Goal:
Copy out the data from the line containing "Could you kindly indicate each instance of the cobblestone" through the line containing "<point>1036,624</point>", both included and requests too. Shift every x and y coordinate in the answer points by adding -43 to it.

Dataset records:
|---|

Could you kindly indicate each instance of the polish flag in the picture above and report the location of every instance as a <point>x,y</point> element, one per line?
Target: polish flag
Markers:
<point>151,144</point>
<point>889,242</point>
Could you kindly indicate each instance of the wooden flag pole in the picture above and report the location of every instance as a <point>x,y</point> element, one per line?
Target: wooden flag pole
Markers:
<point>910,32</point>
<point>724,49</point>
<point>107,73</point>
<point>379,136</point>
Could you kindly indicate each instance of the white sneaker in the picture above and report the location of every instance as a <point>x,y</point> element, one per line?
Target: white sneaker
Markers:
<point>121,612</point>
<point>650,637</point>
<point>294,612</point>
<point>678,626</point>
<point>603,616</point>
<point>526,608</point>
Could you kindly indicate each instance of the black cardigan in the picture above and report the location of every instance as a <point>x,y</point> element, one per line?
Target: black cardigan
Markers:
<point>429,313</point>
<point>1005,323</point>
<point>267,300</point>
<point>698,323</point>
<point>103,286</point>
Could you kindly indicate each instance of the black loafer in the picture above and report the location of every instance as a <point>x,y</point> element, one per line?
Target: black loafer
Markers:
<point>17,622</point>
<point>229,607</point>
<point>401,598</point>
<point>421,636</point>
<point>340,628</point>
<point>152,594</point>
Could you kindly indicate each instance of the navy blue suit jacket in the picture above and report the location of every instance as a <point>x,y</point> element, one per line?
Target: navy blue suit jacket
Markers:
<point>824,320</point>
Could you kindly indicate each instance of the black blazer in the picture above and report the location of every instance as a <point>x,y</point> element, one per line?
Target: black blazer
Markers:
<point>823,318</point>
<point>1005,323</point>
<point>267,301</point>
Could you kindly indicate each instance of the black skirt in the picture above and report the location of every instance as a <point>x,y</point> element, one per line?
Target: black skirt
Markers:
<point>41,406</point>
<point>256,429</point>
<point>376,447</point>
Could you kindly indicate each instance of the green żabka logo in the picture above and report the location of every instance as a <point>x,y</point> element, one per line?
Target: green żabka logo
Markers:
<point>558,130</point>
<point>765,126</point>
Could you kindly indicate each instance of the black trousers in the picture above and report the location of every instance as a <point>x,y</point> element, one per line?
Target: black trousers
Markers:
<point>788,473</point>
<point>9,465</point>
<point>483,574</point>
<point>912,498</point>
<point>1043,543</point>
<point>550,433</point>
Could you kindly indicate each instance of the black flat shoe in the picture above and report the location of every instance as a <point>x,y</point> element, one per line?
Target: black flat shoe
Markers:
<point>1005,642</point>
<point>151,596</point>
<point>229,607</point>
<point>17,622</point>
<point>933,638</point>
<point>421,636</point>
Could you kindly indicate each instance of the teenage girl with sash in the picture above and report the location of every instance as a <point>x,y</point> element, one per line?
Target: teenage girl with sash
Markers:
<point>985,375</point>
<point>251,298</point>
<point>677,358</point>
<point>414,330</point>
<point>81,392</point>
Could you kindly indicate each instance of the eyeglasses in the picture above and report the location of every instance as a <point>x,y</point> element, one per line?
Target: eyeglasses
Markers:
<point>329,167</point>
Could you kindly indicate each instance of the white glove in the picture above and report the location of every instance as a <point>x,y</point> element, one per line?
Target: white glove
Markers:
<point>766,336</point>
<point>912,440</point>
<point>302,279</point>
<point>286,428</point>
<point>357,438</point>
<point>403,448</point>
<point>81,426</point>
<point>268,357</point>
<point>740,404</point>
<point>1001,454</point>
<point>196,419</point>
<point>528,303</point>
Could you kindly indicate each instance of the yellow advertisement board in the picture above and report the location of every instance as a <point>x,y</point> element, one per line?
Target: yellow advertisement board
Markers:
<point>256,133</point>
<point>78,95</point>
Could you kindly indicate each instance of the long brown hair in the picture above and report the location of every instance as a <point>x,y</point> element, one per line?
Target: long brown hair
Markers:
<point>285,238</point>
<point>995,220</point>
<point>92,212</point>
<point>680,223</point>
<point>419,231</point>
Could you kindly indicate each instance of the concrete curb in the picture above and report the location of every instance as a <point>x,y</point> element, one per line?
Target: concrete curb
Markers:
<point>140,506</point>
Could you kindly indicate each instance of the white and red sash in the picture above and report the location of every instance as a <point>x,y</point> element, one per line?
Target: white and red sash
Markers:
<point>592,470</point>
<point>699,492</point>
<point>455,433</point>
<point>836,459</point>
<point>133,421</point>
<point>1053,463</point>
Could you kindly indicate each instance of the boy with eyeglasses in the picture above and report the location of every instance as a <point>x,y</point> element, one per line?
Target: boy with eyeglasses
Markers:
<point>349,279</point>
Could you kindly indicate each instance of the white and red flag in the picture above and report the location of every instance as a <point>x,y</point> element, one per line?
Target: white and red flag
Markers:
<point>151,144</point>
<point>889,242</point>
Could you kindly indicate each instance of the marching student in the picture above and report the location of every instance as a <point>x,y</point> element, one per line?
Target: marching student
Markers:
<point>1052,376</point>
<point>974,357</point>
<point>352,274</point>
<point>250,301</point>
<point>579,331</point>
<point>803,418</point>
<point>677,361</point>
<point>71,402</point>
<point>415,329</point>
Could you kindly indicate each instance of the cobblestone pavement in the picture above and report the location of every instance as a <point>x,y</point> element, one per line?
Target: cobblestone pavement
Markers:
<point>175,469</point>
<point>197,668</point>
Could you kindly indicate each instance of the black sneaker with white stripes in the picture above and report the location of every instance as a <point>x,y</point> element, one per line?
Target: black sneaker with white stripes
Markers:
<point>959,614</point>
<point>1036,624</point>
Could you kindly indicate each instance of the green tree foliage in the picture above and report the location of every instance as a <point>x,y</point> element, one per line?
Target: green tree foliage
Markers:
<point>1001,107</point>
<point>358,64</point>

|---|

Task solution:
Could you kindly indicate each instance of the cobblestone pavement in the picture above and report the location of every instance as a <point>x,y</point> element, one per line?
Target: cobblestone pavement
Markers:
<point>132,426</point>
<point>154,625</point>
Could you kindly indicate each instance of the black sneaker with white stripes in the picture above and report the location of every instance as a <point>x,y</point> element, one per line?
Target: black sneaker with white stripes
Markers:
<point>916,571</point>
<point>993,581</point>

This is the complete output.